=== GIVEN RECORDS ===

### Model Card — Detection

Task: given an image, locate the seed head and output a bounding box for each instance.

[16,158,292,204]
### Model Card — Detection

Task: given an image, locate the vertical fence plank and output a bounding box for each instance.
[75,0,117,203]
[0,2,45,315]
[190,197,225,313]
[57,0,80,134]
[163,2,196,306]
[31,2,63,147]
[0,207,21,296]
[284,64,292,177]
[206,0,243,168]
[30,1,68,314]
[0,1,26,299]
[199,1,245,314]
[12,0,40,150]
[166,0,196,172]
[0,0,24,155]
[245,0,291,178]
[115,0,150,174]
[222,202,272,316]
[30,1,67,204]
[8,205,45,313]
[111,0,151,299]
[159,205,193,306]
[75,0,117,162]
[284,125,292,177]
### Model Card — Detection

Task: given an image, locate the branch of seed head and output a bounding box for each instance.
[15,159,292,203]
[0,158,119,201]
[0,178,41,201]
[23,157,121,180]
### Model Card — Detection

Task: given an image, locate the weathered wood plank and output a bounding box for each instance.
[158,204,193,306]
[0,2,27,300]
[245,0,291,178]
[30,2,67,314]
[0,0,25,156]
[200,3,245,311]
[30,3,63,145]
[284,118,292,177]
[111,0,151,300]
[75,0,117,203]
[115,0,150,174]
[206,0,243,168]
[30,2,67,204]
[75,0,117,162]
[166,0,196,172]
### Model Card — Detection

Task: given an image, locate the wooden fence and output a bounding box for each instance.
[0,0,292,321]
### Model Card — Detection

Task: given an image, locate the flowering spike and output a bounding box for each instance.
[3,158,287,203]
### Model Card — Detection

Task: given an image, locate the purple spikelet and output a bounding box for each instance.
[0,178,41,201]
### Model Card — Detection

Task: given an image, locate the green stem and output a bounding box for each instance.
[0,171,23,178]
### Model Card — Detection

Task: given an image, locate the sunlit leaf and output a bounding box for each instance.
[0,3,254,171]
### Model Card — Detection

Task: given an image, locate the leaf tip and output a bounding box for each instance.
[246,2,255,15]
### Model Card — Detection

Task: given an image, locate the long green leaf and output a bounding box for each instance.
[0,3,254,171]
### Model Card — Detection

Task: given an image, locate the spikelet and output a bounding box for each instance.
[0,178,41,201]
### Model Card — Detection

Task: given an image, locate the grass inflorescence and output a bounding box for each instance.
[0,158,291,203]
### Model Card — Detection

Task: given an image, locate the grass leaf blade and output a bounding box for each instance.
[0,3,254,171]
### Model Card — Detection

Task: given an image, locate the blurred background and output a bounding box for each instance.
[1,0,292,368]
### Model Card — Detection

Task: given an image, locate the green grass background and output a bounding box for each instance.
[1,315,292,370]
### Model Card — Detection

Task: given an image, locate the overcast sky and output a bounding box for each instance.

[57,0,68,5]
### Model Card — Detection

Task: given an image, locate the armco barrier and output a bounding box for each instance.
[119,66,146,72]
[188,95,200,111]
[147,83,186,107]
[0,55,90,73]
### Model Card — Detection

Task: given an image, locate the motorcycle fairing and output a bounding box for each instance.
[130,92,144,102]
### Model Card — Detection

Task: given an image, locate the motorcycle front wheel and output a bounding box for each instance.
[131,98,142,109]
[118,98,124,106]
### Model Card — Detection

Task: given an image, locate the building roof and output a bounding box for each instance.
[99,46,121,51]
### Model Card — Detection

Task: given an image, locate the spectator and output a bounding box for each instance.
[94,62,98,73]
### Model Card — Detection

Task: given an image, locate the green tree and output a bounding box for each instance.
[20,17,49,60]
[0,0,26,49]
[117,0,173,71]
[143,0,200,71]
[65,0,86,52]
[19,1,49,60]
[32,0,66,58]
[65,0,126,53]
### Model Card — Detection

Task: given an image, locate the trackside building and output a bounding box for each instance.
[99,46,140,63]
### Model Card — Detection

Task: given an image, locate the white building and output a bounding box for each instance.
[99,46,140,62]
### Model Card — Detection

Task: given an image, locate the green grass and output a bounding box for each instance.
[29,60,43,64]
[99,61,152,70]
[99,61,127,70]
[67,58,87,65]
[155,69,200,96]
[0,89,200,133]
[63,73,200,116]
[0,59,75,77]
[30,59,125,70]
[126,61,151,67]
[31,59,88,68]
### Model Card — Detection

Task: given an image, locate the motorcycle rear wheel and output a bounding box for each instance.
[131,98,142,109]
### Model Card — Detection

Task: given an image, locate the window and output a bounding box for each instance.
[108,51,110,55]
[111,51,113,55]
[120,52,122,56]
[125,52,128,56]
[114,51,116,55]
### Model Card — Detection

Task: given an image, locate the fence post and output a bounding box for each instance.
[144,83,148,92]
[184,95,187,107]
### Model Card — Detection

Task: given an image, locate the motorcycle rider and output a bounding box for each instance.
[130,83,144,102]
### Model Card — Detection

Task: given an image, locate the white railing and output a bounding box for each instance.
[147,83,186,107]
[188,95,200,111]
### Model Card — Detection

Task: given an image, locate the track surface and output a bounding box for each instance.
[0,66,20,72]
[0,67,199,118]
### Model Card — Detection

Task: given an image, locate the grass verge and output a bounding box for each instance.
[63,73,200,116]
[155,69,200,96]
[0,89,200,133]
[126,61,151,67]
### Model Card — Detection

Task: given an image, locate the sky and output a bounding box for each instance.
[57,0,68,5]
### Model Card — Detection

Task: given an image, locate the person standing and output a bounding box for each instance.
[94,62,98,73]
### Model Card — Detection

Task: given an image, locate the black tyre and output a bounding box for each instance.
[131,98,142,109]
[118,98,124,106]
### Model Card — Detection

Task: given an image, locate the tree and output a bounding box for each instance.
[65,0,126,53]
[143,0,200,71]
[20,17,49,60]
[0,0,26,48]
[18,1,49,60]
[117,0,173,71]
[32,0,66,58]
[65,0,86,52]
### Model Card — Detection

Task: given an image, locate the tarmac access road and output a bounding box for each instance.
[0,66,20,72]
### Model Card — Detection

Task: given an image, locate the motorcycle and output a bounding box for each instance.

===

Output all of the material, please, exactly as it stands.

# [RESULT OF THIS TASK]
### Model Card — Detection

Task: given an image, locate the seed head and output a bounding box for each instance.

[16,158,292,204]
### Model Card — Detection

Task: given an image, locate the vertical fence plank and output a bounding box for each instance.
[75,0,117,203]
[0,2,45,315]
[190,197,225,313]
[57,0,80,134]
[163,2,196,306]
[31,2,63,147]
[0,207,21,296]
[284,64,292,177]
[206,0,243,168]
[30,1,68,314]
[0,1,26,299]
[199,1,245,314]
[12,0,40,150]
[166,0,196,172]
[0,0,24,155]
[245,0,291,178]
[115,0,150,174]
[222,202,272,316]
[30,1,67,204]
[8,205,45,313]
[111,0,151,299]
[159,205,193,306]
[75,0,117,162]
[284,125,292,177]
### Model Card — Detection

Task: given an image, locate the branch of seed head and output a bounding box for each instance.
[15,159,292,203]
[0,158,119,201]
[0,178,41,201]
[23,157,121,180]
### Model Card — Detection

Task: given an image, locate the weathered wood plank and output a bounding box for each instance.
[158,204,193,306]
[0,2,27,300]
[245,0,291,178]
[30,2,67,314]
[0,0,25,156]
[200,3,245,311]
[30,3,63,145]
[284,118,292,177]
[111,0,151,300]
[75,0,117,203]
[115,0,150,174]
[206,0,243,168]
[30,2,67,204]
[75,0,117,162]
[166,0,196,172]
### Model Card — Detection

Task: given an image, locate the wooden fence and output a bounding box for each instance.
[0,0,292,321]
### Model Card — Detection

Task: given an image, locate the flowering spike and output a bounding box for each instance.
[3,158,287,203]
### Model Card — Detection

Task: given an image, locate the purple spikelet and output a bounding box for each instance.
[0,178,41,201]
### Model Card — Detection

Task: given an image, locate the green stem and output a bounding box for each instance.
[0,171,23,178]
### Model Card — Detection

Task: given an image, locate the sunlit leaf and output a bounding box for each instance.
[0,3,254,171]
### Model Card — Detection

Task: given an image, locate the leaf tip and output a bounding box for each instance.
[246,2,255,15]
### Model Card — Detection

Task: given an image, locate the long green leaf and output a bounding box for each instance.
[0,3,254,171]
### Model Card — Detection

Task: given an image, locate the spikelet and output a bounding box for each instance.
[0,178,41,201]
### Model Card — Detection

Task: given an image, locate the grass inflorescence and output a bounding box for each instance.
[0,158,291,203]
### Model Card — Detection

Task: given an image, locate the grass leaf blade and output a bounding box for each instance.
[0,3,254,171]
### Model Card — Detection

Task: given an image, locate the blurred background and output a bounding box for each instance.
[1,0,292,368]
### Model Card — Detection

Task: given an image, locate the green grass background and output a bounding box for each instance.
[1,315,292,370]
### Model Card — Detection

Task: given an image, locate the overcast sky and output a bounding box for each instance.

[57,0,68,5]
### Model Card — Detection

Task: given an image, locate the armco barrier and output a bounding box for each instance.
[119,66,146,72]
[188,95,200,111]
[147,83,186,107]
[0,55,90,73]
### Model Card — Detection

Task: given an image, locate the motorcycle fairing and output a bounding box for each instance.
[130,92,144,102]
### Model Card — Detection

Task: given an image, locate the motorcycle front wheel and output a bounding box for each instance.
[131,98,142,109]
[118,98,124,106]
### Model Card — Detection

Task: given an image, locate the building roof and output a bounding box for each instance.
[99,46,121,51]
### Model Card — Detection

Task: given an image, locate the spectator and output a bounding box for each instance.
[94,62,98,73]
### Model Card — Detection

Task: given an image, locate the green tree and output a bounding box for each instance.
[20,17,49,60]
[0,0,26,49]
[117,0,173,71]
[143,0,200,71]
[65,0,86,52]
[19,1,49,60]
[32,0,66,58]
[65,0,126,53]
### Model Card — Detection

Task: given an image, locate the trackside building and output a bounding box for each instance.
[99,46,140,63]
### Model Card — Detection

Task: given an image, locate the white building and output a bounding box for each instance.
[99,46,140,62]
### Model Card — Detection

Task: given an image, locate the green grass and output a bounding box for each instance.
[29,60,43,64]
[99,61,152,70]
[99,61,127,70]
[67,58,87,65]
[155,69,200,96]
[0,89,200,133]
[63,73,200,116]
[0,59,75,77]
[30,59,125,70]
[126,61,151,67]
[31,59,88,68]
### Model Card — Detection

Task: given an image, locate the motorcycle rear wheel and output a bounding box for each instance.
[131,98,142,109]
### Model Card — Detection

Task: given an image, locate the window and output a bounding box for each instance.
[108,51,110,55]
[111,51,113,55]
[120,52,122,56]
[125,52,128,56]
[114,51,116,55]
### Model Card — Detection

Task: given an image, locate the fence post and output a bounding box for each instance.
[144,83,148,92]
[184,95,187,107]
### Model Card — Detection

Task: given an image, locate the motorcycle rider and output a bounding box for each instance.
[130,83,144,102]
### Model Card — Detection

Task: given an image, locate the white railing and output a bounding box for each instance.
[147,83,186,107]
[188,95,200,111]
### Model Card — Detection

Task: given an image, locate the track surface and output a bounding box for each instance.
[0,66,20,72]
[0,67,199,118]
### Model Card — Detection

Task: given an image, locate the grass verge and output a bounding box for each instance.
[63,73,200,116]
[155,69,200,96]
[0,89,200,133]
[126,61,151,67]
### Model Card — Detection

Task: given an image, locate the sky and output a bounding box for each instance.
[57,0,68,5]
### Model Card — Detection

Task: given an image, locate the person standing and output a bounding box for each instance.
[94,62,98,73]
### Model Card — Detection

Task: given an image, locate the black tyre and output a bounding box for each instance.
[131,98,142,109]
[118,98,124,106]
### Model Card — Detection

Task: given an image, locate the tree and output a bounding box for each instance.
[65,0,126,53]
[143,0,200,71]
[20,17,49,60]
[0,0,26,48]
[18,1,49,60]
[117,0,173,71]
[32,0,66,58]
[65,0,86,52]
### Model Card — Detection

Task: given an image, locate the tarmac access road and output a bounding box for each instance.
[0,66,20,72]
### Model Card — Detection

Task: given an image, locate the motorcycle and output a bounding box for each instance.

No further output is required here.